## Exercise instructions
Identify all lines in the data containing the string "menu". Copy them out.
====== Records for processing ======
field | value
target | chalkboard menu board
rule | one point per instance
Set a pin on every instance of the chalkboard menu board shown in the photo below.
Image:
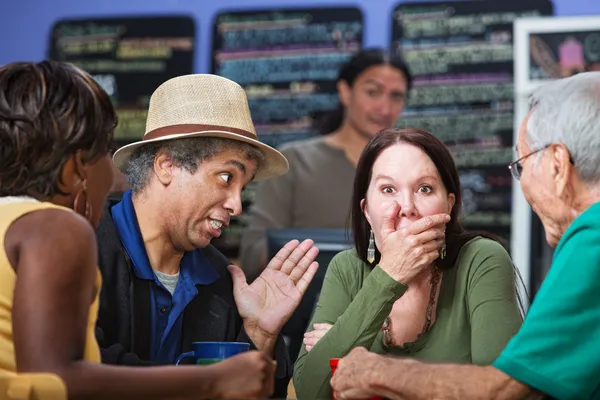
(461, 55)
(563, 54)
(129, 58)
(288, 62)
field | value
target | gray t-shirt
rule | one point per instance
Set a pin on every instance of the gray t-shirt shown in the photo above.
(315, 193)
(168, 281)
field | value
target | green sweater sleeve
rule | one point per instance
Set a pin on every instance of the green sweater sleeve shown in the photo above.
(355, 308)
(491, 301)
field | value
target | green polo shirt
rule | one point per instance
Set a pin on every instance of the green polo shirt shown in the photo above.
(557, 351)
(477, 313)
======
====== Records for processing ======
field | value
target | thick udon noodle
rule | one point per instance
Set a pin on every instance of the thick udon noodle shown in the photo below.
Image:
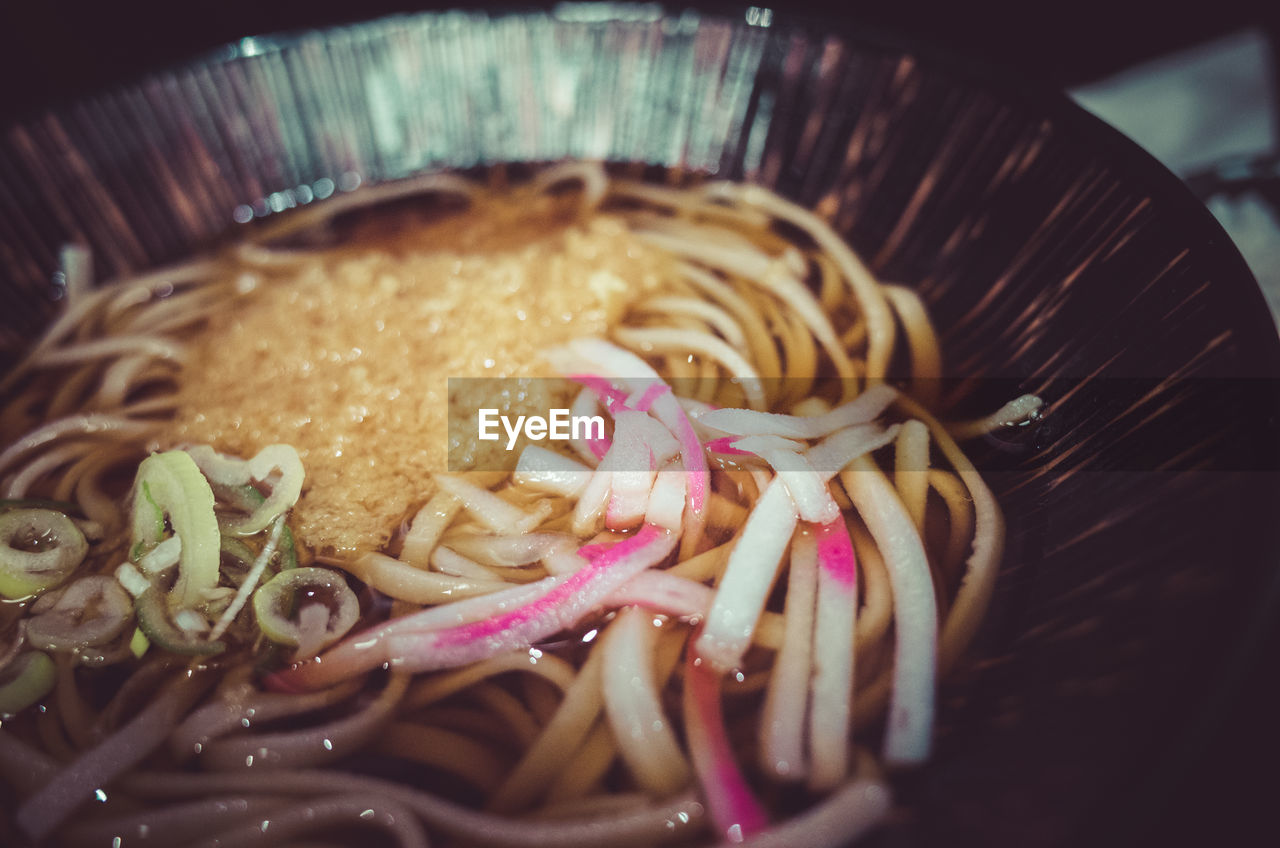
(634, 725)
======
====== Records for processing ======
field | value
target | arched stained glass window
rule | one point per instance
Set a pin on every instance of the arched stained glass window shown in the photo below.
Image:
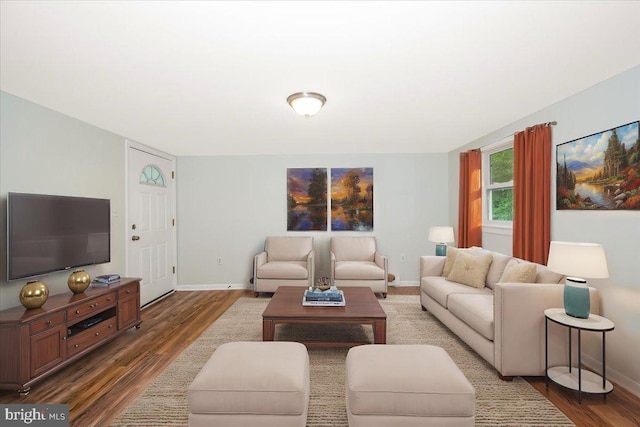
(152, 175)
======
## Exercise output
target | chalkboard menu board
Set a pin on every instance of the chalkboard menu board shown in the photo below.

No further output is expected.